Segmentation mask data
★ ★ ★ ★ ★ ★ ★

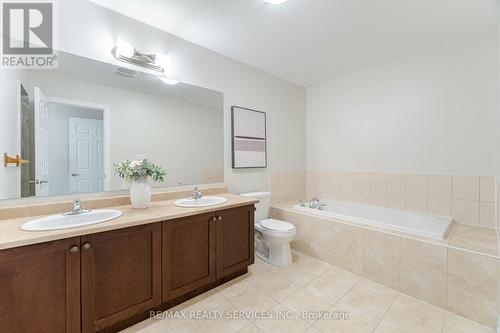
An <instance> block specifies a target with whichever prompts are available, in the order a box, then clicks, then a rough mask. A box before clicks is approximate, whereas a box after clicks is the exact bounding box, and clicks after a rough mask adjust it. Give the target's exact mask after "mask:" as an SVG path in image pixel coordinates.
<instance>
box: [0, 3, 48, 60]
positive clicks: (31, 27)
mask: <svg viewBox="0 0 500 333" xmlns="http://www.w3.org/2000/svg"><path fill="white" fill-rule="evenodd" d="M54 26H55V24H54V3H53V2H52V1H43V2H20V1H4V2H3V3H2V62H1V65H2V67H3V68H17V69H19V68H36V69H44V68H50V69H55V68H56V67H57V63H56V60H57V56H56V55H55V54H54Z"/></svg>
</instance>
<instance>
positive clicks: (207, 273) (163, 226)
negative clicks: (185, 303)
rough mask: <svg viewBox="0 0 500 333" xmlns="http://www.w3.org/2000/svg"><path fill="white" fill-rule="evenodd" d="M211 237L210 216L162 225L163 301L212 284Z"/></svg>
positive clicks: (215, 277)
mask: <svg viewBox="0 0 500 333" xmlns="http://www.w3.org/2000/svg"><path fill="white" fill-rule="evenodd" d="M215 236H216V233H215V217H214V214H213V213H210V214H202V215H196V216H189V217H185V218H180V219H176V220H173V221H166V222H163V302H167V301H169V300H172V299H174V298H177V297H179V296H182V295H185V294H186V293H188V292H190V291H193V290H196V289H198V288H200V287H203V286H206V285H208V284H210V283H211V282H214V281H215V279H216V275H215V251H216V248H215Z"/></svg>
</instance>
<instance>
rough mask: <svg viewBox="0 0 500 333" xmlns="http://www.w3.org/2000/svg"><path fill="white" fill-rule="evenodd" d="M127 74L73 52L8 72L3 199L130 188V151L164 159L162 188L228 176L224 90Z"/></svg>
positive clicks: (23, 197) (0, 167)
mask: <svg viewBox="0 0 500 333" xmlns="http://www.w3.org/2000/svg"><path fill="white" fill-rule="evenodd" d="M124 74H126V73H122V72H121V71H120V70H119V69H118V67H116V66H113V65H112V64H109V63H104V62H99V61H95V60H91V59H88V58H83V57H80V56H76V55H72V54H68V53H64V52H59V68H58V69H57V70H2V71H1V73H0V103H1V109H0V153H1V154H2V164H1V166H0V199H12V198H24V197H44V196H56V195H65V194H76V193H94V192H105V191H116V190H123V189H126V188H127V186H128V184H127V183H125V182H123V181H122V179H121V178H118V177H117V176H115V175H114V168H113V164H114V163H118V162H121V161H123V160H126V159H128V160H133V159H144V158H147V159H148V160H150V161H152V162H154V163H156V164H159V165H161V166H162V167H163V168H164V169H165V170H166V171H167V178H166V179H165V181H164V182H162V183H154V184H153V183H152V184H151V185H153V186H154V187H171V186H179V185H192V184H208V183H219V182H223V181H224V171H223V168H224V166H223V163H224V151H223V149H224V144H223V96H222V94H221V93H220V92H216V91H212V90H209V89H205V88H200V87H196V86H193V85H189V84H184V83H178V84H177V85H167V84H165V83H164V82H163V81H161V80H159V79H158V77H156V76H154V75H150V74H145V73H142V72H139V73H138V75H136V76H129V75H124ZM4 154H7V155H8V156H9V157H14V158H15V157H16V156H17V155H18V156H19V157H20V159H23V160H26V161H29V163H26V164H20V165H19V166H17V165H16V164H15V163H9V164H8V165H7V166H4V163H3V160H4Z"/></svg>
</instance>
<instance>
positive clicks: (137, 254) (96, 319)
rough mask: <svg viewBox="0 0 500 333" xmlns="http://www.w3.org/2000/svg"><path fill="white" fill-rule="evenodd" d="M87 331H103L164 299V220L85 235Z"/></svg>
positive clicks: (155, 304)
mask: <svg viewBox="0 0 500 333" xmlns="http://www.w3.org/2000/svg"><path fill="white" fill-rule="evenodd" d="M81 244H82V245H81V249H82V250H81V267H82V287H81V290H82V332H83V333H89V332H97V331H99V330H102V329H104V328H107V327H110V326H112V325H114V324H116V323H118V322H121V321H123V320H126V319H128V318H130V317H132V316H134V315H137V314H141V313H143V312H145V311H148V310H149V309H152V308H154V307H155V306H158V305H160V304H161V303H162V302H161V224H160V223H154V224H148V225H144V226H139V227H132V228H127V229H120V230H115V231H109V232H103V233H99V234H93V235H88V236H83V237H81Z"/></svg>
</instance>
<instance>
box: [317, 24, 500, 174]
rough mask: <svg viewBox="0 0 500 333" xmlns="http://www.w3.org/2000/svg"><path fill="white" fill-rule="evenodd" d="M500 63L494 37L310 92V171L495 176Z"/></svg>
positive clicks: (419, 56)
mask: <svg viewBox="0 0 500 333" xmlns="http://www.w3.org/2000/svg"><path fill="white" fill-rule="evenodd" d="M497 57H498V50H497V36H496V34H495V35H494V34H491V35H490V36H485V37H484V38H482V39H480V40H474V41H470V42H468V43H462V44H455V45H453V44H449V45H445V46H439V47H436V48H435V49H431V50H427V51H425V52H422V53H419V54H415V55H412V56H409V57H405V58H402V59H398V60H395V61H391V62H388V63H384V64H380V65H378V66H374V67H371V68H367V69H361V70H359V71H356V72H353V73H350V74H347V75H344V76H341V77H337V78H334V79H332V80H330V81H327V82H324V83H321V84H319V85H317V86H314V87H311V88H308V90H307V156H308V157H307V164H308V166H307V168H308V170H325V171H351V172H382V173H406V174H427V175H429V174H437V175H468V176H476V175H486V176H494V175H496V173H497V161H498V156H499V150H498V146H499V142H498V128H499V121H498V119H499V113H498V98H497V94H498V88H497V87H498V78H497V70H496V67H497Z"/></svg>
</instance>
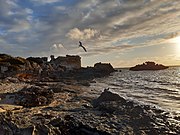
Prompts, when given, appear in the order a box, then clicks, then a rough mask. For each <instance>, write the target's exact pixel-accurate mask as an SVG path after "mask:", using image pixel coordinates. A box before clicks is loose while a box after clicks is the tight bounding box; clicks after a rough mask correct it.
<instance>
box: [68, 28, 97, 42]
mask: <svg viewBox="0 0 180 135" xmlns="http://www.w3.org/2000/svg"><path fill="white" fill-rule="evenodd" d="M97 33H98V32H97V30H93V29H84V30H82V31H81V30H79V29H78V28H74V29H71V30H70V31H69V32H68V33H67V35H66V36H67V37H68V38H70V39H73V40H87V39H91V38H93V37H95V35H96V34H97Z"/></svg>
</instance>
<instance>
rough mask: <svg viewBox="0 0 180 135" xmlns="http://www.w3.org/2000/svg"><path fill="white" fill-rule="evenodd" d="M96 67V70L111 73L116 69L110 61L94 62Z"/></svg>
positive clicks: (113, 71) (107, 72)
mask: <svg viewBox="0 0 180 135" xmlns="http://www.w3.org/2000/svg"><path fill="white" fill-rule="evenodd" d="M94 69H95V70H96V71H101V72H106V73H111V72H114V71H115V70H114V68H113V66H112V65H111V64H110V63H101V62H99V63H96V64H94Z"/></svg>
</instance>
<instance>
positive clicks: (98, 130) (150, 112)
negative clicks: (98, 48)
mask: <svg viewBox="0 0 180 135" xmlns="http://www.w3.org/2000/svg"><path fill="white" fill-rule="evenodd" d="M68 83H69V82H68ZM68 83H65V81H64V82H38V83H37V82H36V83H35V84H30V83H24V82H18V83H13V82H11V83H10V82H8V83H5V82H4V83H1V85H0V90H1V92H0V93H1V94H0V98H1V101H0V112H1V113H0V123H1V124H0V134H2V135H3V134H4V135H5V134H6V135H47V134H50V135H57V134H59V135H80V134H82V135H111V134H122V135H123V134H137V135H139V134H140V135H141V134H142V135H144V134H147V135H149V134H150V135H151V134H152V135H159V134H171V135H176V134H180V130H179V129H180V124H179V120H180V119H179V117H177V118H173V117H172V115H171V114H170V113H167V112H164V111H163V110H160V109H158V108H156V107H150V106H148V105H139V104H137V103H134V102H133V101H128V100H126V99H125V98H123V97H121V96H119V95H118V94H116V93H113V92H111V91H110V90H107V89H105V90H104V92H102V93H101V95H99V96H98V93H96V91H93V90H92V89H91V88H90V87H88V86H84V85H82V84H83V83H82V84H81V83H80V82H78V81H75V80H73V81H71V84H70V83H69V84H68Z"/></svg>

★ ★ ★ ★ ★ ★ ★

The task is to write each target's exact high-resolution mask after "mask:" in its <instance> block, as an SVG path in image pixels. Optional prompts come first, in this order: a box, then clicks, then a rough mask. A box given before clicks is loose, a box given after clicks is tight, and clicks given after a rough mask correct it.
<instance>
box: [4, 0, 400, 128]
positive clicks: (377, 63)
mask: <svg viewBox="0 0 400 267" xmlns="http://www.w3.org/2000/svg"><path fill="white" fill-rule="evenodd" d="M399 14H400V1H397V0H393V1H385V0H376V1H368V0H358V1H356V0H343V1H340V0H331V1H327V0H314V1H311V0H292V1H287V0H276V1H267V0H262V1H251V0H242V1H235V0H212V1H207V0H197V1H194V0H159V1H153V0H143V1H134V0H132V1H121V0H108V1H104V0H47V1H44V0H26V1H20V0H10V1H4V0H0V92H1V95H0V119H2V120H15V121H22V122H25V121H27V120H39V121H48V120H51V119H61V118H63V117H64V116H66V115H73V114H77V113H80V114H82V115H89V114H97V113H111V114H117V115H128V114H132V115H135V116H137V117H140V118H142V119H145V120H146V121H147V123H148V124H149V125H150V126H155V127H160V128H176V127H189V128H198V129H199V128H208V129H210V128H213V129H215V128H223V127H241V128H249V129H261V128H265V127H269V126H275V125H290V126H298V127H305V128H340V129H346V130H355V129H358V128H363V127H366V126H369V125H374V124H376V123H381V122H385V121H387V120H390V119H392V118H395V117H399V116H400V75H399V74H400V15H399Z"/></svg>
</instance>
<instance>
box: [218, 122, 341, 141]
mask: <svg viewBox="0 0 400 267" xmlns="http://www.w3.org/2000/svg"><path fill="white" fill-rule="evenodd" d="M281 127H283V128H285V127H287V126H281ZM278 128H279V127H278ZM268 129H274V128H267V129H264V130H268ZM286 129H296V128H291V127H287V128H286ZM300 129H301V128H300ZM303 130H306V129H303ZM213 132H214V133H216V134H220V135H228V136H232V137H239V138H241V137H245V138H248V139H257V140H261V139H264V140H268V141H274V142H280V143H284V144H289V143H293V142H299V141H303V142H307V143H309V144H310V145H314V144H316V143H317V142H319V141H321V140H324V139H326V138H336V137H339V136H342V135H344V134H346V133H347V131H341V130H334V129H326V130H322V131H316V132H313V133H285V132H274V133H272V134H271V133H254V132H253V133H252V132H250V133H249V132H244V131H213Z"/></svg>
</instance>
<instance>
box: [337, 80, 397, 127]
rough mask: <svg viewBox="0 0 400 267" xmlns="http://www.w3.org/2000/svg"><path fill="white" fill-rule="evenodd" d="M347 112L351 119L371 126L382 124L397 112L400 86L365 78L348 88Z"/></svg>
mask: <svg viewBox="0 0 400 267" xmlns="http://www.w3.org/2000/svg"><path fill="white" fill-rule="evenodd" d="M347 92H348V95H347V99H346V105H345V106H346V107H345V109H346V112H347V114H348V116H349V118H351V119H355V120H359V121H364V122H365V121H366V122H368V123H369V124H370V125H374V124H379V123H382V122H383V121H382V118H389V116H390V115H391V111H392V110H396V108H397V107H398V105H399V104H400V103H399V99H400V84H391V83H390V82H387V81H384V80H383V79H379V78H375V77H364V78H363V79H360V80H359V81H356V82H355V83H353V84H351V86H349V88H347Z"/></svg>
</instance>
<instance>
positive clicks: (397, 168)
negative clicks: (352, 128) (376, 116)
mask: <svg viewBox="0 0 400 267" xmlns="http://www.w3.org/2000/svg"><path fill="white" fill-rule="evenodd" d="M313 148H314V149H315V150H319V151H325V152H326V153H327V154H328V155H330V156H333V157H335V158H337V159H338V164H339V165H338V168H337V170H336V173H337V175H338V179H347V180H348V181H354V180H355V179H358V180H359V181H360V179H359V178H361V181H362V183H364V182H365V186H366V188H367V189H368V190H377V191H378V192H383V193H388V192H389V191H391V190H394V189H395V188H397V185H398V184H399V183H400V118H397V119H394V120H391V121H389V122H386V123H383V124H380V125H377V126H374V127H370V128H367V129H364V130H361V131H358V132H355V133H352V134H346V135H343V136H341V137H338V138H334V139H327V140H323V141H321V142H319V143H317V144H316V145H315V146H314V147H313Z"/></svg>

★ ★ ★ ★ ★ ★ ★

> **REQUIREMENT**
Rewrite the lines from the one containing "An <instance> block" through the one containing "positive clicks: (31, 27)", inclusive, as a JSON list of strings with one string per line and any blank lines omitted.

> **RESPONSE TO THE EXERCISE**
[
  "An <instance> block specifies a target with whichever prompts are available, in the order a box, then clicks, then a rough mask. A box before clicks is approximate, whereas a box after clicks is the exact bounding box, and clicks after a rough mask adjust it. Give the target's exact mask after \"mask:\" as an SVG path in image pixel coordinates.",
  "<instance>",
  "box: [0, 3, 48, 60]",
  "positive clicks: (31, 27)"
]